(Listing):
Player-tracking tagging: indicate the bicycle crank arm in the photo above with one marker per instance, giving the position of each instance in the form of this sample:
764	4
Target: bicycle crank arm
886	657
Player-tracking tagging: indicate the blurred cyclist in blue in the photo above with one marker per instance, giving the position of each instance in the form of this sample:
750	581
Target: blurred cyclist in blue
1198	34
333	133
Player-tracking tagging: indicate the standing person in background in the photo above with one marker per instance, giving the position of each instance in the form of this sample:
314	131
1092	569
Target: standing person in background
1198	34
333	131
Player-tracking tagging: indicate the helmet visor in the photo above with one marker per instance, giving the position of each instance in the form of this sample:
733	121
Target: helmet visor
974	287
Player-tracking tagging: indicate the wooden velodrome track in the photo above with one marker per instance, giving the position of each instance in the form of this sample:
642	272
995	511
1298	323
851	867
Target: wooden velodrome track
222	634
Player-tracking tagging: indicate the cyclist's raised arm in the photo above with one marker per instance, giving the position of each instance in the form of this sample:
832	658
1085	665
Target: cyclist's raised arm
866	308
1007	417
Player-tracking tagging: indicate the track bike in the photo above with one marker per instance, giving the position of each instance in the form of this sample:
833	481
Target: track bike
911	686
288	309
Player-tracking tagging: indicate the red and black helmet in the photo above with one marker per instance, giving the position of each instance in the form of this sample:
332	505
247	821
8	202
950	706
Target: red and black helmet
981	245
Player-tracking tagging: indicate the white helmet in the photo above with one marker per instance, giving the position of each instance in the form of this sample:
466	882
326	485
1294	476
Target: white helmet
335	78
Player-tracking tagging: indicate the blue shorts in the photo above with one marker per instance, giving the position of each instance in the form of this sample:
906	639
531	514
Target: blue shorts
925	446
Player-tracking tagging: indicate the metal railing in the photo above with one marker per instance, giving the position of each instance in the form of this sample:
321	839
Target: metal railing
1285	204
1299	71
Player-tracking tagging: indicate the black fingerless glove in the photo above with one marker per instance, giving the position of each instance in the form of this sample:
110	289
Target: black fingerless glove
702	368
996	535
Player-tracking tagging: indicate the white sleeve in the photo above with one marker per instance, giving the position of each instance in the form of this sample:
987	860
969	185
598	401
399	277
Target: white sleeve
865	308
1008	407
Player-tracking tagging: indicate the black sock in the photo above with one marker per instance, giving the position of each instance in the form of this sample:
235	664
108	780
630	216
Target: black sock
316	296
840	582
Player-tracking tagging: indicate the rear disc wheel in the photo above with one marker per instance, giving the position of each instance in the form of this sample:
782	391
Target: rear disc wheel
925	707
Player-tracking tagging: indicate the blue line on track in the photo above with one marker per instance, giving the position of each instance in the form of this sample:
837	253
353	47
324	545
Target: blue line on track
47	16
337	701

...

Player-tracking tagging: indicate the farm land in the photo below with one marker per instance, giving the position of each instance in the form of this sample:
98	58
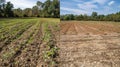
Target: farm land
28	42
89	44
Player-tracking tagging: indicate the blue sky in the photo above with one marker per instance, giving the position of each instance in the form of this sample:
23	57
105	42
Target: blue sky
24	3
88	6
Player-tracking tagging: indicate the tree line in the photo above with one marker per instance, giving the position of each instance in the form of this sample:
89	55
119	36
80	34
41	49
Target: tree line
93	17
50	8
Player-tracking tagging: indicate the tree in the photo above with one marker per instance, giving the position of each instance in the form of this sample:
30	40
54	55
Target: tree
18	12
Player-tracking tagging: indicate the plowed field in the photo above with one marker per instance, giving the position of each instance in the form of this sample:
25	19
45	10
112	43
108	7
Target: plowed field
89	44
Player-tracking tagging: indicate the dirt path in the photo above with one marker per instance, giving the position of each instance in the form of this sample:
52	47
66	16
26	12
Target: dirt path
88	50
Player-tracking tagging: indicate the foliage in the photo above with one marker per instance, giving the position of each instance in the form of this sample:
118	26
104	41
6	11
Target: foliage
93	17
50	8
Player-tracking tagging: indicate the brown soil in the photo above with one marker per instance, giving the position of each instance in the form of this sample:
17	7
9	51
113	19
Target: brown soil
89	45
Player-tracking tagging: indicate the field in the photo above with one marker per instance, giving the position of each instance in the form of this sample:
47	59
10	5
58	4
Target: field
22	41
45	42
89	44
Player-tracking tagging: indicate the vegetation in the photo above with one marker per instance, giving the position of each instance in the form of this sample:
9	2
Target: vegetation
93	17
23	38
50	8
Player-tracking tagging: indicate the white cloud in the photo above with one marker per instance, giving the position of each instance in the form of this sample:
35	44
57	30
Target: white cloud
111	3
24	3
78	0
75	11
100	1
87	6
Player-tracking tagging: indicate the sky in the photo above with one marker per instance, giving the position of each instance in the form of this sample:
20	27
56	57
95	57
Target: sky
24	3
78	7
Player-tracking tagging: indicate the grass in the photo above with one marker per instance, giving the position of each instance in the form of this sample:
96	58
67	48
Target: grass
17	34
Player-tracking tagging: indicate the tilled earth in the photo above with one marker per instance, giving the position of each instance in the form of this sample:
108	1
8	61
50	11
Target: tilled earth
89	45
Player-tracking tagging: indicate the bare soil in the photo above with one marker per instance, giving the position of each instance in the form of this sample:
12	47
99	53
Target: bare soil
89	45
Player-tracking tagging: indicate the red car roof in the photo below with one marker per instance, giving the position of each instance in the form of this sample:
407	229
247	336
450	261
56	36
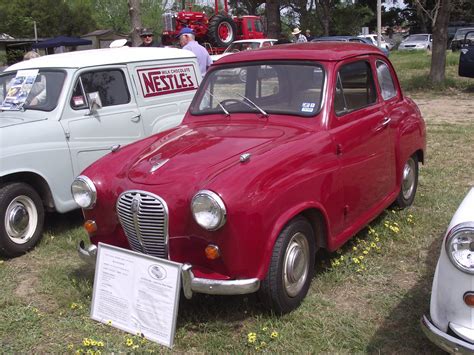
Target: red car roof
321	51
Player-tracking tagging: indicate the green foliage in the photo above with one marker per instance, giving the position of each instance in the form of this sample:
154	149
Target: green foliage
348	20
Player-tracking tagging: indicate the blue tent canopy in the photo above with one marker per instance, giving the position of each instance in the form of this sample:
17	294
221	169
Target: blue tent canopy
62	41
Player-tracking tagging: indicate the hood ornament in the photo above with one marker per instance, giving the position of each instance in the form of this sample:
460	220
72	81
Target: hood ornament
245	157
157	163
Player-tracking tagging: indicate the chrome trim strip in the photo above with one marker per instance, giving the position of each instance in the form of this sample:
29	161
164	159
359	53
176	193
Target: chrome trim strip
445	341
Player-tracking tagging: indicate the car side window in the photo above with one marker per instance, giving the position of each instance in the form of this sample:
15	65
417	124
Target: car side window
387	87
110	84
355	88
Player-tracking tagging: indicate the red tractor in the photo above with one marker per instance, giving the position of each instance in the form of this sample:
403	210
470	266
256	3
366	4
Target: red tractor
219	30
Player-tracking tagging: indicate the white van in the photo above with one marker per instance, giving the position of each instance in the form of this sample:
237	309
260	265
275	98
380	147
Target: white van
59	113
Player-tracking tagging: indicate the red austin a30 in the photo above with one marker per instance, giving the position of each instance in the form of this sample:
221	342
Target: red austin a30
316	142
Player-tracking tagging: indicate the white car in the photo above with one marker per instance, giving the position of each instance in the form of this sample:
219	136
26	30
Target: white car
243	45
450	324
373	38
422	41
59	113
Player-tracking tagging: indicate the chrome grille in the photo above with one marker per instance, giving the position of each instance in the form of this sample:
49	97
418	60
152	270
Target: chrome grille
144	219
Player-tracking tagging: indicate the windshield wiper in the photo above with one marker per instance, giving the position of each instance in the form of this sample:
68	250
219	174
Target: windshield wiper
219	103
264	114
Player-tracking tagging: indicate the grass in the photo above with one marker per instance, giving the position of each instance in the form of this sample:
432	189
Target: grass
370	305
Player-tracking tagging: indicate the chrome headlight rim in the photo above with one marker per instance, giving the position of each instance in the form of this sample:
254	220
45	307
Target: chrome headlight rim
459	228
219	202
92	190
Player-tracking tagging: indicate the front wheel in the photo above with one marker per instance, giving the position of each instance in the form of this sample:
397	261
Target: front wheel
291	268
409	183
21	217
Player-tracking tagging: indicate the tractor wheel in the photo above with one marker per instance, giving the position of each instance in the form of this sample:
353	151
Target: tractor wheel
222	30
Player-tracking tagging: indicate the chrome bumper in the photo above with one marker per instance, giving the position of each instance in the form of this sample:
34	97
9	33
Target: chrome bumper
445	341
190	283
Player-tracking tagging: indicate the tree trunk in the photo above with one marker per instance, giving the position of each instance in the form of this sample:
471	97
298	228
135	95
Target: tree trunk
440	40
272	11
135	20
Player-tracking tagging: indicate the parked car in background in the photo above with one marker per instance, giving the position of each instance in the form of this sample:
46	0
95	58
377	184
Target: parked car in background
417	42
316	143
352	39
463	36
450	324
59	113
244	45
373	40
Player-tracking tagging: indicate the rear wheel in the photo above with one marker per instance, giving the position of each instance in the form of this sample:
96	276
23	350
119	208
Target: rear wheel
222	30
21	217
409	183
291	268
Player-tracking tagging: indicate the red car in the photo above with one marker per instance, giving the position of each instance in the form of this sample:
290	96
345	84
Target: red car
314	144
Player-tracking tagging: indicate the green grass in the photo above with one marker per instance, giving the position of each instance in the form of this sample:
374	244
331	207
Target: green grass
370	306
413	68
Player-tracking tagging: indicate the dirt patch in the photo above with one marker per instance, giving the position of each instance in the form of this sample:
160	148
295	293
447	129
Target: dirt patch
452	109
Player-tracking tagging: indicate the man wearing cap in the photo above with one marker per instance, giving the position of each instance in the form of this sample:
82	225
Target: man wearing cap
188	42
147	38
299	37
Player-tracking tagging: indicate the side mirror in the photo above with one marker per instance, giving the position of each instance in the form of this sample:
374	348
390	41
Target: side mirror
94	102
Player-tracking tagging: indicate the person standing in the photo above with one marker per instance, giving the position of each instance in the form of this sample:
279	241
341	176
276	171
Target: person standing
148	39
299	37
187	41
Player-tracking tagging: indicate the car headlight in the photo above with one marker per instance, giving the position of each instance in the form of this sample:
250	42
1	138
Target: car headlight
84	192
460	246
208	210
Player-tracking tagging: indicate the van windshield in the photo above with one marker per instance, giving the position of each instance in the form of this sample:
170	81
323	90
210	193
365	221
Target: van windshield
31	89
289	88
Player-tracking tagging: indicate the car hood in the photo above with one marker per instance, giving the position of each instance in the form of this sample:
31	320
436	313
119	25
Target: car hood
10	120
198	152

(Job):
Copy out each line from the rows above that contains the string "cyclist". Case counts when matching.

(Output of the task):
Player-tracking tagging: indicate the blurred cyclist in blue in the photo above with one marker per instance, giving the position of each instance in the form of this sample:
Target: blurred cyclist in blue
Player-tracking tagging: indicate the cyclist's raised arm in the photo above with one marker per instance, giving the position of each instance in the form of this sample:
Target: cyclist's raised arm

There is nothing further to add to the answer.